- Selected text

_____

In 1835 Walter Mustard, a tenant at Eathie (near Cromarty), married Sophia Munro, whose brothers Alexander and John Munro had been in Demerara. Sophia had inherited about £150 from her brother John, together with a third share in a debt of about £1000 owed to him by Donald Grant, in Demerara.

Walter and Sophia had three children, John [1836-88], Isabella [b1840] and Alexander [1843-76]. However, by 1843 the family had moved into Cromarty and there were financial problems. Walter left, probably for Guyana, leaving Sophia and the children. In 1848 Sophia applied for, but was refused, poor relief from the parish; and in 1851 she was working as a seamstress in Glasgow.

_____

- Stated exercise
Write out the portion of the Mustard family passage above that opens with the words containing "Walter and Sophia" and closes with "seamstress in Glasgow.".

Some records
_____

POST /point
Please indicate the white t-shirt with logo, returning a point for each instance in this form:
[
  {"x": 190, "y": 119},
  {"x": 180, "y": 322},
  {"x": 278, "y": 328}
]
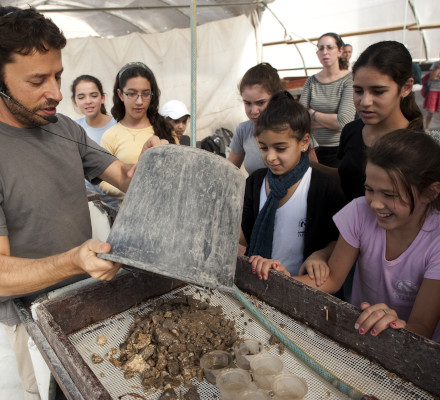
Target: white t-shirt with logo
[{"x": 290, "y": 225}]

_____

- Task answer
Walter and Sophia had three children, John [1836-88], Isabella [b1840] and Alexander [1843-76]. However, by 1843 the family had moved into Cromarty and there were financial problems. Walter left, probably for Guyana, leaving Sophia and the children. In 1848 Sophia applied for, but was refused, poor relief from the parish; and in 1851 she was working as a seamstress in Glasgow.